| INSTRUKSI A |
Dalam kutipan dokumen tentang kesabaran Nabi Saw terhadap para istri, apa yang dilakukan beliau setelah piring itu jatuh dan pecah?

| KUTIPAN DOKUMEN |
★ ★ ★
Syaikhul Islam menjawab, "Wajib bagi seorang suami untuk menjimaki istrinya dengan yang sepatutnya. Bahkan ini termasuk hak istri yang paling ditekankan yang harus ditunaikan oleh suami, lebih daripada memberi makan kepadanya. Dan jimak yang wajib (dilakukan oleh suami) sekali setiap empat bulan, dan dikatakan juga sesuai dengan kebutuhan sebagaimana sang suami memberi makan kepada istri sesuai kadar kebutuhannya dan kemampuannya. Inilah pendapat yang paling benar diantara dua pendapat tersebut." (Lihat : Majmu' Fatawa XXXII/271).

Ketiga, Nabi Saw Selalu Bersabar Terhadap Sikap Istri Beliau

Nabi Saw selalu memberikan contoh selalu bersabar atas sikap para istri. Beliau tidak pernah mengekspresikan marah dengan semena-mena terhadap para istri beliau. Dari Anas bin Malik berkata, "Suatu saat Nabi Saw di tempat salah seorang istri beliau. Salah seorang istri beliau (yang lain) mengirim sepiring makanan. Maka istri beliau --yang beliau sedang di rumahnya-- memukul tangan pembantu itu sehingga jatuhlah piring dan pecah (sehingga makanan berhamburan). Nabi Saw mengumpulkan pecahan piring tersebut dan mengumpulkan makanan yang berhamburan, beliau Saw berkata, "Ibu kalian cemburu." (HR Al-Bukhari V/2003 no 4927)
★ ★ ★
| INSTRUKSI B |
Tampilkan setiap baris entri yang memuat kata "bridge".
★ ★ ★
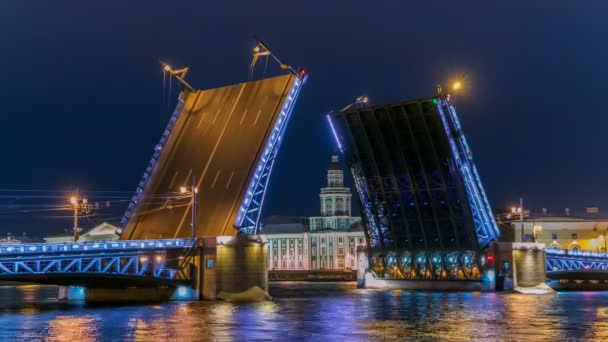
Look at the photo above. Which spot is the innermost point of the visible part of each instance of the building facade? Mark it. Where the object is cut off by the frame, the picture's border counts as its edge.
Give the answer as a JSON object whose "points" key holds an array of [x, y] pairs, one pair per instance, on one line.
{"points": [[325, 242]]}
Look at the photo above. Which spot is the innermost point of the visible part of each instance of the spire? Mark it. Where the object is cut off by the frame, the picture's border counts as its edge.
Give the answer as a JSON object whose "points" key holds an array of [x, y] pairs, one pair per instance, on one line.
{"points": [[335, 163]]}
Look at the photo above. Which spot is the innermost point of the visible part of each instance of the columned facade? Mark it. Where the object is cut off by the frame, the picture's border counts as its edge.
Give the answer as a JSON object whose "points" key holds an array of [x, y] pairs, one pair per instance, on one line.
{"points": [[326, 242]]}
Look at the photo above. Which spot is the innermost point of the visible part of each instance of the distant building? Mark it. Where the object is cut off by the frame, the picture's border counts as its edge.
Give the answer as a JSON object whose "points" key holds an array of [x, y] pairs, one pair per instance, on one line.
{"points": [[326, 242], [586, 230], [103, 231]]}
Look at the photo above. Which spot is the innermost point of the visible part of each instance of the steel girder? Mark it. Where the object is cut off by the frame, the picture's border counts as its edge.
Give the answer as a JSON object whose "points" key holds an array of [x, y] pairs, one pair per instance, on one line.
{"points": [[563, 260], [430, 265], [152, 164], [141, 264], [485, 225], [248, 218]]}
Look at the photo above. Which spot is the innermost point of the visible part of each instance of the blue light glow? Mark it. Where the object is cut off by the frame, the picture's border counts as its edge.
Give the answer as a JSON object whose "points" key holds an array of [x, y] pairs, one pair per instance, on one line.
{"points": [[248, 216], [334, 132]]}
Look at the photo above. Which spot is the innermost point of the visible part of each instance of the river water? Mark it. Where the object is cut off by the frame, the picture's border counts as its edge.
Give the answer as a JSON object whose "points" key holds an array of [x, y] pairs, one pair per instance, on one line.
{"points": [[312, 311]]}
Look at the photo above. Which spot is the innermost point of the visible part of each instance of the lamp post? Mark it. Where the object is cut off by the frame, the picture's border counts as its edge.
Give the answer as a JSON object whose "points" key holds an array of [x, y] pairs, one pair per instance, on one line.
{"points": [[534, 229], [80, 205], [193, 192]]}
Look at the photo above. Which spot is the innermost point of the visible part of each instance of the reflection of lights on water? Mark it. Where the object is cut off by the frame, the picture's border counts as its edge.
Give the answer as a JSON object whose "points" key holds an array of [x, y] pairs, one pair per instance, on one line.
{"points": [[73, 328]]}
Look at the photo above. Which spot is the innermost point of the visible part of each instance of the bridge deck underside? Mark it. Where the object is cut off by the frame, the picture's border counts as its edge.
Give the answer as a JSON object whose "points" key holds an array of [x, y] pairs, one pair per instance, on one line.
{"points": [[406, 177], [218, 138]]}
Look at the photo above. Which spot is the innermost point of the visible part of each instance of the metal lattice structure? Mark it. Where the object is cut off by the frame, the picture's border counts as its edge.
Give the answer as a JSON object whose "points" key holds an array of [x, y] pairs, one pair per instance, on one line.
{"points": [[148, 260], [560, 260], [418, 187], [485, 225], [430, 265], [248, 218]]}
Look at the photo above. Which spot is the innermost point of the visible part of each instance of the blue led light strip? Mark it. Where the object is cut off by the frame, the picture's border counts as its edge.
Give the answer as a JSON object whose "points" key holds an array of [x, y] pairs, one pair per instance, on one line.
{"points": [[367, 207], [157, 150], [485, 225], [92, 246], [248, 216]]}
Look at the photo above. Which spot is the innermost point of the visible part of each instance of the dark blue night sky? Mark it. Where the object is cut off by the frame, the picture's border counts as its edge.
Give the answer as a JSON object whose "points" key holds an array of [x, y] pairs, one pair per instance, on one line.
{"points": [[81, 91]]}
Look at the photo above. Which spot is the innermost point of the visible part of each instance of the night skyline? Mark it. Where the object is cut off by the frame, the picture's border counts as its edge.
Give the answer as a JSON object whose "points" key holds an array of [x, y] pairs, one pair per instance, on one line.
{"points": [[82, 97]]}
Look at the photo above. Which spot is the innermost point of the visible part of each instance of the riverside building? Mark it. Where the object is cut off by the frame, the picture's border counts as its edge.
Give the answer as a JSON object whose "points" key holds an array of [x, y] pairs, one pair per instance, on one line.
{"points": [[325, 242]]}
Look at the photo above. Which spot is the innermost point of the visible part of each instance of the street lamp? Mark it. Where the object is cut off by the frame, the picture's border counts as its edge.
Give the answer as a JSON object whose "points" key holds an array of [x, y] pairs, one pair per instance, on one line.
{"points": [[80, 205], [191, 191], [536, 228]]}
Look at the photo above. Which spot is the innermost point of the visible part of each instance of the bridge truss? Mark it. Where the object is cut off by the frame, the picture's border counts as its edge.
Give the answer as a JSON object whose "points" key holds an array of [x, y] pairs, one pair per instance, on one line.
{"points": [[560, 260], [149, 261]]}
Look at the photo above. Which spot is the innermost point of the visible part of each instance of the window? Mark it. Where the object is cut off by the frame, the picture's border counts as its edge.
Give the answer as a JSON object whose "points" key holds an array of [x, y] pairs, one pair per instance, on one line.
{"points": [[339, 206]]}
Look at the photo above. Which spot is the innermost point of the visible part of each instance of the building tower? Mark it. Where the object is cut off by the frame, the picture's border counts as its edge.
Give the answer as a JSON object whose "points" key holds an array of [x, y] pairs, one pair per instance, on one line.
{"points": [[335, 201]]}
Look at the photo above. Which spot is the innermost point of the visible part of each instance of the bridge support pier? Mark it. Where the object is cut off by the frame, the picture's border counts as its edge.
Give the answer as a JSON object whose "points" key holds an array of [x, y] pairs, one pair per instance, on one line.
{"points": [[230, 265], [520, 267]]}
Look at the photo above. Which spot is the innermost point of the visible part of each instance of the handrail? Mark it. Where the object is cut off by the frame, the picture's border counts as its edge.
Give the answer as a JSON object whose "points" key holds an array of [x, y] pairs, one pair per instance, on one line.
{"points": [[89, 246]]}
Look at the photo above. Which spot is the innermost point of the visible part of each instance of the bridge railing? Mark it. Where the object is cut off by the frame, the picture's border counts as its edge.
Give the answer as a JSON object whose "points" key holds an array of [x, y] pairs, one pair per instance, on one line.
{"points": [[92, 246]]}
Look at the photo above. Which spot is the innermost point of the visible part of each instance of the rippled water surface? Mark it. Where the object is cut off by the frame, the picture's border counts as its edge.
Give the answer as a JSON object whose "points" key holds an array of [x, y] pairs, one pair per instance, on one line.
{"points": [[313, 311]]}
★ ★ ★
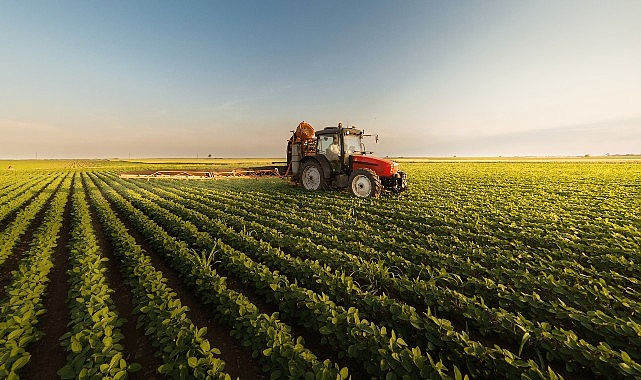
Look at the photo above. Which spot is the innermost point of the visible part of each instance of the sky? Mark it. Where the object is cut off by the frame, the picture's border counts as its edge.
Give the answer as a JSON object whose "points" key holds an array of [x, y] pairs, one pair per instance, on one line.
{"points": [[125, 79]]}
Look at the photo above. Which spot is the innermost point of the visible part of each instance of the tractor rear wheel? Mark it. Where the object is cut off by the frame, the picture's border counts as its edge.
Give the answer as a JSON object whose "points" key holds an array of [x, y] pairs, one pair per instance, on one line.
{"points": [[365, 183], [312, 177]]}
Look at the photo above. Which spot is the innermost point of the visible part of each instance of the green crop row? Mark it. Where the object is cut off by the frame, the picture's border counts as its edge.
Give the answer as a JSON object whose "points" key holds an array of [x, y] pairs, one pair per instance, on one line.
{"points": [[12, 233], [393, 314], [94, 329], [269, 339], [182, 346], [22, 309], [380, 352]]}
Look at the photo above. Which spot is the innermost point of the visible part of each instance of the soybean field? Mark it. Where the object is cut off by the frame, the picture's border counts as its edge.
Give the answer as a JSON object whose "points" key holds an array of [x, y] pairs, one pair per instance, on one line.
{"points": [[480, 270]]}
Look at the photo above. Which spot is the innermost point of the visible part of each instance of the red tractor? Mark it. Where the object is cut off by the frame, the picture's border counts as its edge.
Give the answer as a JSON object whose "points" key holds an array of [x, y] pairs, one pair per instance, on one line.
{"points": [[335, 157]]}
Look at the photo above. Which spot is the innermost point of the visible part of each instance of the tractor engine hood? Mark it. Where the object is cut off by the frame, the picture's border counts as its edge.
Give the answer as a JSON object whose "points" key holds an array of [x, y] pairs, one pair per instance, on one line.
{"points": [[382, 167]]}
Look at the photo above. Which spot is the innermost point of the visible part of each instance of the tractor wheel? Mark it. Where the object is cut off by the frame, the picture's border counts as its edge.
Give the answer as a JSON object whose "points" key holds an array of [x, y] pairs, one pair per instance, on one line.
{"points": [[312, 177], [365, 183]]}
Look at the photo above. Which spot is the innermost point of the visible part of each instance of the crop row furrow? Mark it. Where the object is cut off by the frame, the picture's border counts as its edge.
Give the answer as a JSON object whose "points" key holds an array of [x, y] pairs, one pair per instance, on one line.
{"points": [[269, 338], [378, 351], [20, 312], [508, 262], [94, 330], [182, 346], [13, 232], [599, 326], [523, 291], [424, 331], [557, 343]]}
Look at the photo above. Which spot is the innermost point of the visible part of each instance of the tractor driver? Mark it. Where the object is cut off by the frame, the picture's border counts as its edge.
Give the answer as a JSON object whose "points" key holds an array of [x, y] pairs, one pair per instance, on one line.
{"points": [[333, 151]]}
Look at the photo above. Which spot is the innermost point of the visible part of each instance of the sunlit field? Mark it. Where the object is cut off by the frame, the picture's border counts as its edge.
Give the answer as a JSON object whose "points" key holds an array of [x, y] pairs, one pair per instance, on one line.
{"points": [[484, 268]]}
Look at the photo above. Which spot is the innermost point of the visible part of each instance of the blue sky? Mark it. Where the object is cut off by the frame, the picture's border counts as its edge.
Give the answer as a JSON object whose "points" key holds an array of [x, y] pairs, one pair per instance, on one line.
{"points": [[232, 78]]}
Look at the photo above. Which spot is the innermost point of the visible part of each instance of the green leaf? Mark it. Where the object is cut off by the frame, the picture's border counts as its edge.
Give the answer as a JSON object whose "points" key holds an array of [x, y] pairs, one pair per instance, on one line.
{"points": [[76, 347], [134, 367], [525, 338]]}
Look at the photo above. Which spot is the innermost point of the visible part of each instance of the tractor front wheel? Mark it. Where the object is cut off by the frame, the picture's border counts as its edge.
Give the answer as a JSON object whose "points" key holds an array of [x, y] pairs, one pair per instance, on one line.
★ ★ ★
| KELUARAN YANG DIHARAPKAN A |
Nabi Saw mengumpulkan pecahan piring dan makanan yang berhamburan, lalu berkata, "Ibu kalian cemburu."

| KELUARAN YANG DIHARAPKAN B |
Look at the photo above. Which spot is the innermost point of the visible part of each instance of the bridge deck underside? Mark it. Where the object is cut off by the frame, the picture's border counts as its edge.
Look at the photo above. Which spot is the innermost point of the visible part of each instance of the bridge truss? Mark it. Where the object is cut off by the frame, the picture's border counts as its edge.
Look at the photo above. Which spot is the innermost point of the visible part of each instance of the bridge support pier? Mark it. Where the object is cut off by the frame, the picture's border counts as its edge.
Look at the photo above. Which spot is the innermost point of the visible part of each instance of the bridge railing? Mark it. Where the object is cut off by the frame, the picture's border counts as its edge.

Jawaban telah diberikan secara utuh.